PROBLEM TO WORK ON | Reproduce each of the records below character for character, without changing or leaving out anything.

GIVEN INFORMATION |
-=-=-

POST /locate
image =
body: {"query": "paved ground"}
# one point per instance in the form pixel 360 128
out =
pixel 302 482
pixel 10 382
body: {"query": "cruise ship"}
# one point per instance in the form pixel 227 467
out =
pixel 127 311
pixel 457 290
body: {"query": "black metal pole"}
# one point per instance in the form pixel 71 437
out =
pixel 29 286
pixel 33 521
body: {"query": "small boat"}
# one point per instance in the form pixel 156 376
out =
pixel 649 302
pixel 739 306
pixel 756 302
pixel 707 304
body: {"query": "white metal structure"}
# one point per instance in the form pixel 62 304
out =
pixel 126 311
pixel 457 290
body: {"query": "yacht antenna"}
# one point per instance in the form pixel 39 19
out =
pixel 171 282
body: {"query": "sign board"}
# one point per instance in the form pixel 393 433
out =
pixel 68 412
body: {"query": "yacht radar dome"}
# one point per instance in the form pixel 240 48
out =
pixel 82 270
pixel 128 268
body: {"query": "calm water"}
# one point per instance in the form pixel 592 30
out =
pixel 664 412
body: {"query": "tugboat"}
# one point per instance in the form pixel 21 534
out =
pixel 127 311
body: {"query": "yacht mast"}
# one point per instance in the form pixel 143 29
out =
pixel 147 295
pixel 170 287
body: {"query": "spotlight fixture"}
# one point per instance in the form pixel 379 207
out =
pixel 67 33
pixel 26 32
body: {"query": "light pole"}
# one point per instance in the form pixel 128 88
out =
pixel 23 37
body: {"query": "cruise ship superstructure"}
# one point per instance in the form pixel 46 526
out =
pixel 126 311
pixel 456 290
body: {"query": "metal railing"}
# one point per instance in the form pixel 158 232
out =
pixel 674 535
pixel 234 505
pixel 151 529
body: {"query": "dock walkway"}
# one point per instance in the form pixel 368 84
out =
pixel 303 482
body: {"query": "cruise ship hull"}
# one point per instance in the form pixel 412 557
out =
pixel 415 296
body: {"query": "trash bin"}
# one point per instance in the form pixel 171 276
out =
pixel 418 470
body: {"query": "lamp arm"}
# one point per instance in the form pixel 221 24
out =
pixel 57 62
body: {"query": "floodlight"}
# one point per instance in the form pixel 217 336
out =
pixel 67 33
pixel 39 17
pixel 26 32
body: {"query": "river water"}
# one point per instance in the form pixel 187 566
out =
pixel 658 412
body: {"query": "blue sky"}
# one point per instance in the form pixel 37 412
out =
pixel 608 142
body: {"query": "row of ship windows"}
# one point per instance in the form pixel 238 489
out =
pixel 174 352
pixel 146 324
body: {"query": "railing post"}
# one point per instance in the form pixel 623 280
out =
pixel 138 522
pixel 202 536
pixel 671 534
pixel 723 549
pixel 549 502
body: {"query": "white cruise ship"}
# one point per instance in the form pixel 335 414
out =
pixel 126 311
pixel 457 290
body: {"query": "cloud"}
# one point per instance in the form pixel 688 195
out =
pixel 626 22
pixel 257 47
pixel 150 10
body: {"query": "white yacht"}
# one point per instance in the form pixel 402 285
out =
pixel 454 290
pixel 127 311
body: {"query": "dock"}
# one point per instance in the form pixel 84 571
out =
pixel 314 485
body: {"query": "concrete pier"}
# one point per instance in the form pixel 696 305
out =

-=-=-

TASK SOLUTION |
POST /locate
image =
body: {"query": "paved ground"}
# one point per instance in the form pixel 360 128
out =
pixel 302 482
pixel 10 382
body: {"query": "cruise ship"}
# one point per instance in the form pixel 227 467
out =
pixel 127 311
pixel 457 290
body: {"query": "black metal pole"}
# one point per instance in the form pixel 71 437
out =
pixel 29 286
pixel 33 521
body: {"query": "small boat"}
# one point per instance in the form pixel 156 376
out =
pixel 649 302
pixel 739 306
pixel 756 302
pixel 707 304
body: {"query": "white metal structure"}
# one point per instance in the form pixel 62 304
out =
pixel 126 311
pixel 457 290
body: {"query": "yacht antenna"}
# one point per instance in the form pixel 39 19
out =
pixel 171 282
body: {"query": "sign board"}
# one point per instance in the form pixel 393 433
out =
pixel 68 412
body: {"query": "yacht radar dome"}
# one point per instance in the form pixel 240 48
out =
pixel 82 270
pixel 128 268
body: {"query": "calm water"}
# one point per instance in the form pixel 592 30
out =
pixel 664 412
body: {"query": "tugboat"}
# one point per instance in the form pixel 21 534
out =
pixel 127 311
body: {"query": "yacht mast"}
# one point per instance in the form pixel 143 29
out =
pixel 147 295
pixel 170 287
body: {"query": "spotlight fixture"}
# one point per instance in the form pixel 379 207
out =
pixel 67 33
pixel 26 32
body: {"query": "light pole"}
# one point per instance in the form pixel 128 88
out =
pixel 23 37
body: {"query": "cruise ship superstructure"}
# one point per instance in the form pixel 46 526
out =
pixel 126 311
pixel 456 290
body: {"query": "metal railing"}
# one point per instance in the form pixel 158 232
out =
pixel 674 535
pixel 234 505
pixel 151 529
body: {"query": "dock walkway"}
# one point per instance in the form pixel 368 84
out =
pixel 303 482
body: {"query": "cruise ship hull"}
# one point per instance in the form pixel 412 557
out =
pixel 415 296
body: {"query": "trash bin"}
# one point per instance in the form pixel 171 276
out =
pixel 418 470
body: {"query": "lamp arm"}
# one point per instance in the form pixel 221 24
out =
pixel 57 62
body: {"query": "floodlight"}
# one point per instance in the form pixel 217 336
out =
pixel 67 33
pixel 39 17
pixel 26 32
body: {"query": "river water"}
# one point per instance in the form pixel 187 566
out =
pixel 658 412
body: {"query": "blue sky"}
# one point per instance in the form pixel 37 412
out =
pixel 608 142
body: {"query": "row of ship windows"}
# one point per instance in the form pixel 238 489
out =
pixel 174 352
pixel 146 324
body: {"query": "railing post"}
# one point per instance in the form pixel 623 280
out =
pixel 138 522
pixel 202 536
pixel 671 534
pixel 723 549
pixel 549 502
body: {"query": "white cruise ship"}
# one point per instance in the form pixel 335 414
out =
pixel 126 311
pixel 457 290
body: {"query": "cloud"}
# one point per instance in the form pixel 688 195
out =
pixel 626 22
pixel 257 47
pixel 150 10
body: {"query": "white yacht"}
# one point per instance in the form pixel 402 285
out =
pixel 454 290
pixel 127 311
body: {"query": "dock"}
# one point per instance in the form pixel 84 571
out =
pixel 314 485
body: {"query": "concrete pier"}
# one point per instance in the form pixel 696 305
out =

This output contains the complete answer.